*TASK:*
Return every line of the data exactly as it appears.

*DATA SUPPLIED:*
____
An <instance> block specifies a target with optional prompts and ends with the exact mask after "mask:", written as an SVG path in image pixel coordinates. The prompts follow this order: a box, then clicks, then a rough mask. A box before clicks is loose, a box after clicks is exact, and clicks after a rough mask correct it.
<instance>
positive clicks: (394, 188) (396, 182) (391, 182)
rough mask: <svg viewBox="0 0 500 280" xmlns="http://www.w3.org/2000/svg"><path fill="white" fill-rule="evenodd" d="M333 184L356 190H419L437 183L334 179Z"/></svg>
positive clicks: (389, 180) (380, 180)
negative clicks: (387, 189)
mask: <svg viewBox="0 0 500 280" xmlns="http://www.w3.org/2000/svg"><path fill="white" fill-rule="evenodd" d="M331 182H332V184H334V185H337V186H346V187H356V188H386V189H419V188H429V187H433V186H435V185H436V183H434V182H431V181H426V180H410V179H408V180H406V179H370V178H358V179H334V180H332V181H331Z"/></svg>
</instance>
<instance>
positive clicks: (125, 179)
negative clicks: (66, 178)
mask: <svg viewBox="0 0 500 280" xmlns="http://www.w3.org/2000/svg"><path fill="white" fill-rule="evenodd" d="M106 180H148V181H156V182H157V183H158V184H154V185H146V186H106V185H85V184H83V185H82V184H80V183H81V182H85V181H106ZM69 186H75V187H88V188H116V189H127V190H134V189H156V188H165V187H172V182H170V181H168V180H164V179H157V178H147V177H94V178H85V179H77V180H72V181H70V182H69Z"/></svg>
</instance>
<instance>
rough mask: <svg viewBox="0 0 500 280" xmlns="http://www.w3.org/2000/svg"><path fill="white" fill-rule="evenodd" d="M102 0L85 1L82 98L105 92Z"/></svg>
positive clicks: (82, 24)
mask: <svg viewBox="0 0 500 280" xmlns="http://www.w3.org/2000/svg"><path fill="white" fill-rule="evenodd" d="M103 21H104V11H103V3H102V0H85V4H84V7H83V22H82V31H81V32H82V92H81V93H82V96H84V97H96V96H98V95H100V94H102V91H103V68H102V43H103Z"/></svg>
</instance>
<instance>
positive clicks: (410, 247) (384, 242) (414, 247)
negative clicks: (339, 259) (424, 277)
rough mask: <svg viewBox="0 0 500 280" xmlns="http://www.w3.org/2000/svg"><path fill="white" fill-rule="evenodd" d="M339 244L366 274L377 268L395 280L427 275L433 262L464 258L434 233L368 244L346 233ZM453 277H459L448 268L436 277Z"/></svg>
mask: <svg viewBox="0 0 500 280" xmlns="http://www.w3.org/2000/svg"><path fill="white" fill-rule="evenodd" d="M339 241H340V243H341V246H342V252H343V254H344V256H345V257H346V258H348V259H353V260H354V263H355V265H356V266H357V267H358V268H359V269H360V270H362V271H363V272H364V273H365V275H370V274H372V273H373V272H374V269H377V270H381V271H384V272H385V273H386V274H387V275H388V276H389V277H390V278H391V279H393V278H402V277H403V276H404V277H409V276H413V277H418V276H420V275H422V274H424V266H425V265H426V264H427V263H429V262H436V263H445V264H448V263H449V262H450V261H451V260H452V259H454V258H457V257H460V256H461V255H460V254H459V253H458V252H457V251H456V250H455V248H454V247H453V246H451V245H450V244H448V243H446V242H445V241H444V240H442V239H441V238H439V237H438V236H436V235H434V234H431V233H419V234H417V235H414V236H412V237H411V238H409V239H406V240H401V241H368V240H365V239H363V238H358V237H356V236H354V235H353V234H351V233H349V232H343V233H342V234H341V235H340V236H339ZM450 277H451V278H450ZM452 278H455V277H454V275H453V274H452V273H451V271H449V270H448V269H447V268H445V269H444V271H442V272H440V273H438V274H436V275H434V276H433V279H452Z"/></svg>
____
*SOLUTION FOR THIS PROBLEM:*
An <instance> block specifies a target with optional prompts and ends with the exact mask after "mask:", written as an SVG path in image pixel coordinates. The prompts follow this order: a box, then clicks, then a rough mask. A box before clicks is loose, a box after clicks is exact, and clicks after a rough mask correct it.
<instance>
positive clicks: (394, 188) (396, 182) (391, 182)
rough mask: <svg viewBox="0 0 500 280" xmlns="http://www.w3.org/2000/svg"><path fill="white" fill-rule="evenodd" d="M333 184L356 190H419L437 183L334 179Z"/></svg>
positive clicks: (389, 180) (380, 180)
negative clicks: (387, 189)
mask: <svg viewBox="0 0 500 280" xmlns="http://www.w3.org/2000/svg"><path fill="white" fill-rule="evenodd" d="M331 182H332V184H334V185H337V186H346V187H356V188H386V189H419V188H429V187H433V186H435V185H436V183H434V182H431V181H426V180H410V179H408V180H406V179H370V178H358V179H334V180H332V181H331Z"/></svg>
</instance>
<instance>
positive clicks: (125, 179)
negative clicks: (66, 178)
mask: <svg viewBox="0 0 500 280" xmlns="http://www.w3.org/2000/svg"><path fill="white" fill-rule="evenodd" d="M106 180H148V181H156V182H157V183H158V184H154V185H146V186H106V185H85V184H83V185H82V184H80V183H81V182H85V181H106ZM69 186H75V187H88V188H116V189H127V190H134V189H156V188H165V187H172V182H170V181H168V180H164V179H157V178H147V177H94V178H85V179H77V180H72V181H70V182H69Z"/></svg>
</instance>
<instance>
rough mask: <svg viewBox="0 0 500 280" xmlns="http://www.w3.org/2000/svg"><path fill="white" fill-rule="evenodd" d="M102 0L85 1L82 98L105 92Z"/></svg>
positive clicks: (82, 24)
mask: <svg viewBox="0 0 500 280" xmlns="http://www.w3.org/2000/svg"><path fill="white" fill-rule="evenodd" d="M103 21H104V11H103V3H102V0H85V4H84V7H83V22H82V31H81V32H82V92H81V93H82V96H84V97H96V96H98V95H100V94H102V91H103V68H102V43H103Z"/></svg>
</instance>
<instance>
positive clicks: (410, 247) (384, 242) (414, 247)
negative clicks: (339, 259) (424, 277)
rough mask: <svg viewBox="0 0 500 280" xmlns="http://www.w3.org/2000/svg"><path fill="white" fill-rule="evenodd" d="M339 244L366 274L377 268L395 280L427 275L433 262L464 258L434 233L368 244L346 233ZM453 277H459L448 268L436 277Z"/></svg>
mask: <svg viewBox="0 0 500 280" xmlns="http://www.w3.org/2000/svg"><path fill="white" fill-rule="evenodd" d="M339 241H340V243H341V246H342V252H343V254H344V256H345V257H346V258H348V259H353V260H354V263H355V265H356V266H357V267H358V268H359V269H360V270H362V271H363V272H364V273H365V275H370V274H372V273H373V272H374V269H377V270H381V271H384V272H385V273H386V274H387V275H388V276H389V277H390V278H391V279H393V278H402V277H403V276H404V277H409V276H413V277H418V276H420V275H422V274H424V266H425V265H426V264H427V263H429V262H436V263H445V264H448V263H449V262H450V261H451V260H452V259H454V258H457V257H460V256H461V255H460V254H459V253H458V252H457V251H456V250H455V248H454V247H453V246H451V245H450V244H448V243H446V242H445V241H444V240H442V239H441V238H439V237H438V236H436V235H434V234H431V233H419V234H417V235H414V236H412V237H411V238H409V239H406V240H401V241H368V240H365V239H363V238H358V237H356V236H354V235H353V234H351V233H349V232H343V233H342V234H341V235H340V236H339ZM450 277H451V278H450ZM452 278H455V277H454V275H453V274H452V273H451V271H449V270H448V269H447V268H445V269H444V271H442V272H440V273H438V274H436V275H434V276H433V279H452Z"/></svg>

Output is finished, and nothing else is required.